* [Record list]
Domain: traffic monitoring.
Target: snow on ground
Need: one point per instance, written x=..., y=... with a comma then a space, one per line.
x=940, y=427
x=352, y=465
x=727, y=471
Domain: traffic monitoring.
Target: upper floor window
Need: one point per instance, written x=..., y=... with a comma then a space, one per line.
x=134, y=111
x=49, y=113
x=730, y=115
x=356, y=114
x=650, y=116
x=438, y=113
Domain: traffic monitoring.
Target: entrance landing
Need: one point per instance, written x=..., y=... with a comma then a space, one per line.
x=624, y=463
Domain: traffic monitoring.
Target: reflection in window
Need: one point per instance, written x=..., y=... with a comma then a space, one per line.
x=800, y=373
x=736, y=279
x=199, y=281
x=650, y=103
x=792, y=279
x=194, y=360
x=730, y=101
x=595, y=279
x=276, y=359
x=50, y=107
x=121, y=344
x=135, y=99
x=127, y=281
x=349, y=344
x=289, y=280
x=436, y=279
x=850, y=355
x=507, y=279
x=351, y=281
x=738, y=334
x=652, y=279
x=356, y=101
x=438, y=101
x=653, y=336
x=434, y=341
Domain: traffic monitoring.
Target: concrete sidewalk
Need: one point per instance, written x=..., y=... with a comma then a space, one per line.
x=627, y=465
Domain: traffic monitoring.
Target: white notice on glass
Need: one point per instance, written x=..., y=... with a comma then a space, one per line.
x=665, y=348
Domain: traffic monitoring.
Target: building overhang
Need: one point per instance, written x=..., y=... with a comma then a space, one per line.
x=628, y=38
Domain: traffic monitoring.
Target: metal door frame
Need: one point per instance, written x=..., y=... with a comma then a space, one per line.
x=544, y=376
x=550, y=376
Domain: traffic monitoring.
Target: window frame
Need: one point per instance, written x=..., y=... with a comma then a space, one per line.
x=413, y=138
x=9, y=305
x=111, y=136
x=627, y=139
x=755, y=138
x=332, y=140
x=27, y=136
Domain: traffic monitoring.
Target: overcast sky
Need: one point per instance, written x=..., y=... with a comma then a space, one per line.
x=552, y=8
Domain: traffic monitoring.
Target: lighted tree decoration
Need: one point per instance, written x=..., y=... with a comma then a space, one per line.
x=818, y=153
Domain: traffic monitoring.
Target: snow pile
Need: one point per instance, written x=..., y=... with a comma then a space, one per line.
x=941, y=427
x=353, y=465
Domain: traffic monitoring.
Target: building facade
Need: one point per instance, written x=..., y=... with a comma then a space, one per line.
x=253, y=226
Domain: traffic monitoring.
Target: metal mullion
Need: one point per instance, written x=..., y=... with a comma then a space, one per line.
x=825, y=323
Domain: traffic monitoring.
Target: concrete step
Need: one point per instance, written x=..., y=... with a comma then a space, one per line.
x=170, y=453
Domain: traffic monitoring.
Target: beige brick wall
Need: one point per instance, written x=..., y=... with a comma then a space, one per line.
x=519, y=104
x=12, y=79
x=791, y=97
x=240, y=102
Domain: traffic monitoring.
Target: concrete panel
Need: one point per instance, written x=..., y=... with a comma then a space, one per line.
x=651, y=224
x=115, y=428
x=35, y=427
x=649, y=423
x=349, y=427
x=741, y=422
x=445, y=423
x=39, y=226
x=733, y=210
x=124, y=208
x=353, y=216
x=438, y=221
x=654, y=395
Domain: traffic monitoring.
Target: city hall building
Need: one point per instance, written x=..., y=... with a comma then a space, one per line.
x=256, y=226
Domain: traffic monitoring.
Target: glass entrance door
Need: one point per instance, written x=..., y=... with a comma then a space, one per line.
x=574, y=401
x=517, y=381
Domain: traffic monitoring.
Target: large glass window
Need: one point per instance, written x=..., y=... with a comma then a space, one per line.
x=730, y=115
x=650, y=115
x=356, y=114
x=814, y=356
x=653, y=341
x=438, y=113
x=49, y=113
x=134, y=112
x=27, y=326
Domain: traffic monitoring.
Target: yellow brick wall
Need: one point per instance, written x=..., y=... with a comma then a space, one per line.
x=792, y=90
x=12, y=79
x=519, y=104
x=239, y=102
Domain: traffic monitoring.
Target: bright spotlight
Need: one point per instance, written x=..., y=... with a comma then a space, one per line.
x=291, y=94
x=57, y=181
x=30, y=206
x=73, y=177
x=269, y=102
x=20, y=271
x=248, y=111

* [What is expected] Quote the entire listing above word for word, from its first line through its last.

* [Worked answer]
Domain: traffic monitoring.
Target: snow on ground
Need: one point per instance, written x=..., y=... with a comma then a space, one per line.
x=940, y=427
x=352, y=465
x=727, y=471
Domain: traffic monitoring.
Target: upper floor window
Need: one point per instance, written x=..., y=... with a comma then a space, one per line.
x=134, y=111
x=49, y=113
x=730, y=115
x=356, y=114
x=650, y=116
x=438, y=113
Domain: traffic monitoring.
Target: entrance landing
Need: one point per instance, written x=..., y=... with a comma then a space, one per line.
x=624, y=463
Domain: traffic monitoring.
Target: reflection in window
Need: one point per instance, written x=..., y=... with a comma then a space, one per line.
x=800, y=373
x=736, y=279
x=199, y=281
x=650, y=103
x=792, y=279
x=194, y=360
x=730, y=101
x=595, y=279
x=276, y=359
x=50, y=107
x=121, y=344
x=135, y=99
x=127, y=281
x=349, y=344
x=289, y=280
x=436, y=279
x=850, y=355
x=507, y=279
x=351, y=281
x=738, y=334
x=652, y=279
x=356, y=101
x=438, y=101
x=653, y=336
x=434, y=341
Domain: traffic monitoring.
Target: concrete sidewalk
Need: one point per instance, written x=..., y=... with a comma then a space, one per line.
x=627, y=465
Domain: traffic monitoring.
Target: white notice on glass
Need: one point per instance, written x=..., y=... with a comma then a space, one per line.
x=665, y=348
Domain: traffic monitoring.
Target: building overhang
Need: one point per instance, written x=..., y=... with a comma then a space, one per line.
x=628, y=38
Domain: traffic monitoring.
Target: metal door frame
Need: one point per instance, written x=..., y=... with a comma then a space, one per line.
x=544, y=376
x=550, y=376
Domain: traffic monitoring.
Target: window frame
Need: one point per instance, written x=..., y=... with a comma then a space, one per line.
x=413, y=138
x=9, y=305
x=111, y=136
x=627, y=139
x=755, y=138
x=332, y=140
x=27, y=136
Domain: traffic monitoring.
Target: overcast sky
Need: one point per instance, written x=..., y=... with a comma then a space, one per line.
x=552, y=8
Domain: traffic monitoring.
Target: lighted tree decoration
Need: one point per instance, written x=..., y=... with a comma then a space, one per line.
x=818, y=153
Domain: traffic monitoring.
Target: snow pile
Need: one point per instance, written x=..., y=... with a comma then a space, one per line.
x=941, y=427
x=353, y=465
Domain: traffic monitoring.
Target: building facade
Need: one point per instance, written x=..., y=... with a comma then a space, one per line.
x=253, y=226
Domain: traffic monitoring.
Target: metal mullion
Need: one point per instance, written x=..., y=... with a comma then a space, one per line.
x=825, y=323
Domain: traffic monitoring.
Target: concrete step
Need: one point per instance, written x=..., y=... with a comma then a space, one per line.
x=170, y=453
Domain: traffic monitoring.
Target: beige brick wall
Need: one point per instance, written x=..., y=... with a comma then a space, one per line.
x=519, y=104
x=12, y=79
x=791, y=97
x=240, y=102
Domain: traffic monitoring.
Target: concrete panel
Need: one point per instance, written x=..., y=... with a comma then a space, one per line.
x=651, y=224
x=115, y=428
x=35, y=427
x=649, y=423
x=349, y=427
x=741, y=422
x=445, y=423
x=39, y=226
x=733, y=210
x=124, y=208
x=353, y=216
x=438, y=221
x=654, y=395
Domain: traffic monitoring.
Target: city hall building
Need: one point per instance, written x=..., y=... with a comma then a space, one per line.
x=256, y=226
Domain: traffic monitoring.
Target: glass entrance door
Need: one point per instance, written x=..., y=... with a comma then a space, one per line.
x=574, y=401
x=517, y=381
Domain: traffic monitoring.
Target: large glass window
Need: one point per instance, written x=..., y=... with a comma then a space, one per line.
x=730, y=115
x=650, y=115
x=356, y=114
x=814, y=356
x=653, y=341
x=438, y=113
x=49, y=113
x=134, y=112
x=27, y=326
Domain: traffic monitoring.
Target: yellow brick wall
Need: one point per instance, written x=..., y=... with a comma then a space, one per line.
x=792, y=90
x=12, y=79
x=519, y=104
x=239, y=102
Domain: traffic monitoring.
Target: bright spotlight
Need: one point per instance, written x=..., y=... with a comma then a space, one per line.
x=291, y=94
x=57, y=181
x=30, y=206
x=73, y=177
x=269, y=102
x=20, y=271
x=248, y=111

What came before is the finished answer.